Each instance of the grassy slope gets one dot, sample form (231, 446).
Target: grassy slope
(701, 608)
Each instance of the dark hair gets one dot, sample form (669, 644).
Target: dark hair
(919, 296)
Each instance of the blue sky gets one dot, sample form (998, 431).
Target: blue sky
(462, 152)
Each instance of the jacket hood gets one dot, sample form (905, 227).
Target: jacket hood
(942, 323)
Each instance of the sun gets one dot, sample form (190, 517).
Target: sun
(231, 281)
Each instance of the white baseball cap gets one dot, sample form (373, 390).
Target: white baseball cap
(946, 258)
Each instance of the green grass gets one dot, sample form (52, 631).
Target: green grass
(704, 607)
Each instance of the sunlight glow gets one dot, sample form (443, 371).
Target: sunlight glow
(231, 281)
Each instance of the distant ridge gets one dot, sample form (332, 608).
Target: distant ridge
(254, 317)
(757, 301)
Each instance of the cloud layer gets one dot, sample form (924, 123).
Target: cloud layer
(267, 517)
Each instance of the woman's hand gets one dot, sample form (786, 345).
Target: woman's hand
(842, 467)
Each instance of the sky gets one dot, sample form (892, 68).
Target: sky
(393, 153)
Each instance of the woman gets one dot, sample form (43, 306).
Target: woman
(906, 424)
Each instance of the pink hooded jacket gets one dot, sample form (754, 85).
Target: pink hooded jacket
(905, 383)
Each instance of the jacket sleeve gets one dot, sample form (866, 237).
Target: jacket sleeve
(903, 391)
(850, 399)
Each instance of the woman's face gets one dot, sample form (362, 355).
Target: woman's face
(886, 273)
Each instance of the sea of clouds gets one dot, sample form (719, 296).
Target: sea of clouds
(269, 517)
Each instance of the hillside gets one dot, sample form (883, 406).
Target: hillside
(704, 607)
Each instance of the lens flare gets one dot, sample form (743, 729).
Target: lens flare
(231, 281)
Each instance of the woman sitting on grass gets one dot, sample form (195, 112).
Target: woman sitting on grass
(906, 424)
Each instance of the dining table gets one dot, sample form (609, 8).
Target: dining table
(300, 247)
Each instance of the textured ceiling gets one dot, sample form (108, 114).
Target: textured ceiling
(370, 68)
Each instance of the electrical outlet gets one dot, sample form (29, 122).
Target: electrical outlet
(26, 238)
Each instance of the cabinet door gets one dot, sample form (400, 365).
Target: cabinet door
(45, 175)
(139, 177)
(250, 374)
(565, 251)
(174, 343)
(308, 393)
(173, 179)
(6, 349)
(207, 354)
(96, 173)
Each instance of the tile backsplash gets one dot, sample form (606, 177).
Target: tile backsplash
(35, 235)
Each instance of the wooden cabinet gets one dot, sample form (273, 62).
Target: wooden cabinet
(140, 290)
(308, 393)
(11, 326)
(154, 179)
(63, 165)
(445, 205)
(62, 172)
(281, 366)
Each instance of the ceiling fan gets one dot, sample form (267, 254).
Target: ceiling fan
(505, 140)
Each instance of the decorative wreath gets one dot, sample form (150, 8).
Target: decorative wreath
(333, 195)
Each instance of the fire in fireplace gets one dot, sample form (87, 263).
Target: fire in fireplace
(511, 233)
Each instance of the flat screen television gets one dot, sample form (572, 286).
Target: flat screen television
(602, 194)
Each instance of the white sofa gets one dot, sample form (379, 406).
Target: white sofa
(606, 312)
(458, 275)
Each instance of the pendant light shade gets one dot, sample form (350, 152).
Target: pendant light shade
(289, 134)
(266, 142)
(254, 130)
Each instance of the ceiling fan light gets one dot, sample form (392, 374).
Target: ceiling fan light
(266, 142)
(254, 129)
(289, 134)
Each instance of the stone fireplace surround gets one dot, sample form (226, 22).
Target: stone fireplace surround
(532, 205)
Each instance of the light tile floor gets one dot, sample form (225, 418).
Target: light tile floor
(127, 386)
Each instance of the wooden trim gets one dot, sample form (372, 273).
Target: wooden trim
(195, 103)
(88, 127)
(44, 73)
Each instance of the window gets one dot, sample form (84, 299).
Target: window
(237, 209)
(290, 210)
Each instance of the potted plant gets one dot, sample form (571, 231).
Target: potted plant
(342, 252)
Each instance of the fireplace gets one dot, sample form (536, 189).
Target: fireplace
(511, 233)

### Problem details
Return every line above exactly as it stands.

### Response to the exercise
Each instance of the grassy slope gets one dot, sample form (231, 446).
Target: grassy slope
(701, 608)
Each instance of the dark hair gets one dot, sample form (669, 644).
Target: dark hair
(919, 296)
Each instance of the blue sky gets one dot, sample form (998, 431).
Target: blue sky
(462, 152)
Each instance of the jacket hood gets one dot, sample form (905, 227).
Target: jacket hood
(942, 323)
Each instance of the sun gets one dot, sample form (190, 517).
Target: sun
(231, 281)
Each instance of the white baseball cap gets one dot, sample form (373, 390).
Target: white baseball cap
(946, 258)
Each instance of the green grass gets one dot, sample form (52, 631).
Target: green grass
(704, 607)
Each instance of the sunlight glow gets one dot, sample form (443, 371).
Target: sunlight glow
(231, 281)
Each instance of the distant ridge gets one dot, sample form (332, 608).
Target: distant ridge
(254, 317)
(757, 301)
Each instance of the cloud layer gets one dot, sample form (924, 123).
Target: cloud layer
(267, 517)
Each instance of the woman's hand gets one dot, sample form (786, 345).
Target: woman's hand
(842, 467)
Each instance of the sky gets one dot, sample form (892, 68).
Target: sky
(393, 153)
Each instance of the woman gets one dot, sample form (43, 306).
Target: woman
(906, 424)
Each instance of the pink hooded jacket gets one dot, sample form (754, 85).
Target: pink hooded jacket
(905, 383)
Each instance of the jacket sleeve gets one dot, sample form (866, 237).
Target: jacket sleeve
(903, 391)
(850, 399)
Each instance of the woman's face gets one dot, sample form (362, 355).
Target: woman's face
(886, 273)
Each instance of the sea of clouds gets one dot, sample form (719, 296).
Target: sea of clouds
(269, 517)
Each instance of the hillside gets one dot, sample form (883, 406).
Target: hillside
(704, 607)
Each instance of the lens flare gets one dot, sample form (743, 729).
Target: lens flare
(231, 281)
Each instance of the woman sitting on grass gets one dot, sample form (195, 112).
Target: woman sitting on grass
(906, 424)
Each instance of the dining table gets one dot, sample form (609, 8).
Target: dining table
(300, 247)
Each instance of the textured ceiling gets one dot, sample form (108, 114).
Target: textured ceiling
(370, 68)
Each instance of the electrical outlet gets one dot, sample form (29, 122).
Target: electrical outlet
(26, 238)
Each instance of the cabinet door gets one dot, sample form (400, 365).
Target: cabinet door
(45, 175)
(139, 177)
(250, 374)
(565, 251)
(174, 343)
(308, 393)
(173, 179)
(6, 349)
(207, 354)
(96, 173)
Each instance of the tile backsplash gets one dot, sample form (606, 177).
Target: tile backsplash
(35, 235)
Each instance of the wooden cabinet gets one dot, sample form (273, 62).
Target: wooden cabinet
(140, 290)
(308, 393)
(11, 326)
(154, 179)
(63, 165)
(445, 205)
(62, 172)
(281, 366)
Each instance of the ceiling fan gets one dot, sample form (267, 254).
Target: ceiling fan
(505, 140)
Each instance of the decorative wreath gets one dot, sample form (150, 8).
Target: decorative wreath
(333, 195)
Each instance of the fire in fireplace gets one dot, sample form (87, 263).
Target: fire in fireplace
(511, 233)
Each instance of the flat screen television gets one dot, sample form (572, 286).
Target: flat screen television
(602, 194)
Each instance of the white sofa gets one dot, sample form (379, 406).
Target: white sofa
(606, 312)
(458, 275)
Each instance of the pendant light shade gets one dot, sample form (350, 152).
Target: pendant light shade
(289, 134)
(266, 142)
(254, 130)
Each instance of the ceiling fan light gets one dot, sample form (392, 374).
Target: ceiling fan light
(266, 142)
(254, 129)
(289, 134)
Each instance of the stone fireplace surround gets one dot, sample form (226, 22).
Target: stone fireplace surround
(532, 205)
Each instance of the light tile floor gets one dot, sample form (225, 418).
Target: light tile floor
(127, 386)
Each instance of the wooden trim gets one dot, sample form (372, 273).
Target: wooden trim
(195, 103)
(88, 127)
(44, 73)
Each instance of the window gets one dot, sample form (84, 299).
Target: window
(237, 209)
(290, 210)
Each instance of the potted plant gets one dot, sample form (571, 231).
Target: potted plant
(342, 252)
Each instance of the fireplace gets one dot, sample form (536, 189).
Target: fireplace
(511, 233)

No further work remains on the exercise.